** Exercise **
Please copy out every one of the rows below word for word, keeping each line as it stands.

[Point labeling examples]
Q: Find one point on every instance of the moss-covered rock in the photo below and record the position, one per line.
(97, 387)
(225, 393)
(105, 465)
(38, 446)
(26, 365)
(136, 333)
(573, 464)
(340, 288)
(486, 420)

** Expected answer **
Q: Find one point on every instance of the moss-covered rock in the photo below and record the position, one per line.
(97, 387)
(225, 393)
(105, 465)
(38, 446)
(26, 365)
(136, 333)
(573, 464)
(340, 288)
(486, 420)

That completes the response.